Stored entries:
>>>>>

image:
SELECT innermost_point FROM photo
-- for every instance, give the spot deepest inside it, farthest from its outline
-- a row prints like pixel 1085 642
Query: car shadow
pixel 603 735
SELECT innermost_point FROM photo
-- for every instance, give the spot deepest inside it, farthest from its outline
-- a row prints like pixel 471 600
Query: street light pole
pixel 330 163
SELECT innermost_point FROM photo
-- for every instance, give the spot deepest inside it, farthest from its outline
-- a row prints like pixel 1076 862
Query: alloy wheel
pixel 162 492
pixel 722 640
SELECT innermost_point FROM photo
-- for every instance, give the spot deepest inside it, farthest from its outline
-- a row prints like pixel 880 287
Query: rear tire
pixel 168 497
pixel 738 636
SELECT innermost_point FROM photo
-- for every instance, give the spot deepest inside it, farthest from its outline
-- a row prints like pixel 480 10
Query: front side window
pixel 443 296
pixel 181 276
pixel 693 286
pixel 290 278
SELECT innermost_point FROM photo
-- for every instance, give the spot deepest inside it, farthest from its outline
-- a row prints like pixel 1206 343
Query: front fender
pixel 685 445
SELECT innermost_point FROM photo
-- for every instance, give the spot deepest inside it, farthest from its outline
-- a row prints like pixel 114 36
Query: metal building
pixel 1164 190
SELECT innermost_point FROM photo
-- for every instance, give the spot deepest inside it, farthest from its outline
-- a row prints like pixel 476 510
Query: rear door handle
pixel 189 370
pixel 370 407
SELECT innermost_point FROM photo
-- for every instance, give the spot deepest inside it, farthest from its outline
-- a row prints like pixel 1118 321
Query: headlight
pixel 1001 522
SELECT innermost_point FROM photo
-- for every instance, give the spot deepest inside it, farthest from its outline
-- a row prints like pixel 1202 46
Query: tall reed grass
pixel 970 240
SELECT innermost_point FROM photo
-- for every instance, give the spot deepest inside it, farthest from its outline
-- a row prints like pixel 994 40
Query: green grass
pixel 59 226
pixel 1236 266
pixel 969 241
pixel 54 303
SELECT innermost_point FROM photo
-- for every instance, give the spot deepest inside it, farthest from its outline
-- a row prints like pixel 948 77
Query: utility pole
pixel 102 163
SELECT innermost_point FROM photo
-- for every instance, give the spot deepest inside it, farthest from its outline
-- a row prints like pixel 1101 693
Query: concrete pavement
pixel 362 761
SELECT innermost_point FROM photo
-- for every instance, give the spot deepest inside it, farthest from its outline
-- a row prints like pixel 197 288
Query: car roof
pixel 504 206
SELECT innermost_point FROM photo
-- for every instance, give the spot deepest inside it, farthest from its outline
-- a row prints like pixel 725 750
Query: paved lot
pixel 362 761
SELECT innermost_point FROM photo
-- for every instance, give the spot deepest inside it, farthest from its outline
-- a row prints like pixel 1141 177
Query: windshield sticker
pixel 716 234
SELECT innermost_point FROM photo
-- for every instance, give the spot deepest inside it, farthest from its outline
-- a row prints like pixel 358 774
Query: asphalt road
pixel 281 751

<<<<<

▶ _Work required_:
An exact copy of all the records above is the required answer.

▶ _The answer_:
image:
SELECT innermost_point FROM photo
-- for every instance, give the spot deepest inside it, farthest from its outline
-- a row prints like pixel 1085 642
Query: car shadow
pixel 603 735
SELECT innermost_point FROM photo
-- for every instance, give the spot deepest inside it, farthest from its outline
-- a row prints like pixel 471 600
Query: street light pole
pixel 330 163
SELECT innermost_point FROM photo
-- for every instance, give the spot deepest inside it, farthest from its outline
-- a row prints like pixel 1076 862
Query: alloy wheel
pixel 162 492
pixel 722 640
SELECT innermost_point FROM photo
-- for every instance, give the spot deepest inside it, farthest from its outline
-- a row prints like pixel 880 287
Query: rear tire
pixel 168 497
pixel 738 636
SELECT innermost_point FROM photo
-- for every instance, give the spot deepest inside it, farthest from its outline
-- a row prints like pixel 480 10
Query: front side window
pixel 443 296
pixel 181 276
pixel 693 286
pixel 290 278
SELECT innermost_point FROM photo
-- for every instance, give the spot deepest inside it, farthest from its outline
-- a row prints like pixel 1206 343
Query: front fender
pixel 685 445
SELECT innermost_point FROM photo
-- for every instance, give the spot deepest inside it, farthest from its outline
-- a row prints like pixel 114 36
Query: metal building
pixel 1164 190
SELECT innermost_point FROM photo
-- for every instance, give the spot deepest inside it, farthest from its outline
-- a row prints like pixel 476 510
Query: rear door handle
pixel 189 370
pixel 370 407
SELECT innermost_point FROM photo
-- for every instance, give the spot deepest inside it, farthest from its outline
-- a row prints like pixel 1118 321
Query: headlight
pixel 1001 522
SELECT innermost_point FROM photo
-- for every instance, give the spot deepest inside it, farthest from its outline
-- a row prints like pixel 1202 46
Query: tall reed grass
pixel 970 240
SELECT innermost_point FROM photo
-- for every instance, give the spot deepest inside it, farthest from its outline
-- a row prints like pixel 994 40
Query: green grass
pixel 59 226
pixel 1236 266
pixel 969 241
pixel 54 303
SELECT innermost_point FROM photo
-- for every instance, give the spot deepest inside it, farthest from its outline
-- a row prints like pixel 948 77
Query: utility pole
pixel 102 163
SELECT innermost_point FROM photo
-- for every instance, give the spot deepest inside it, farthest from its outline
-- a row prints like pixel 1101 693
Query: concrete pavement
pixel 362 761
SELECT innermost_point FROM photo
-- for every instance, give the spot deepest inside it, farthest from its outline
-- a row prints like pixel 197 288
Query: car roof
pixel 504 206
SELECT innermost_point FROM photo
-- for every instance, give the spot deepest inside it, farthest from its outline
-- a row prints like pixel 725 750
Query: paved lot
pixel 362 761
SELECT innermost_point FROM photo
-- for every instance, give the spot deepest inside it, farthest from its outline
-- a row prints like pixel 1141 177
Query: windshield sticker
pixel 716 234
SELECT innermost_point FROM photo
-- for every instance, give the spot deepest inside it, farthest from its outline
-- a row prints like pixel 358 774
Query: asphalt road
pixel 281 751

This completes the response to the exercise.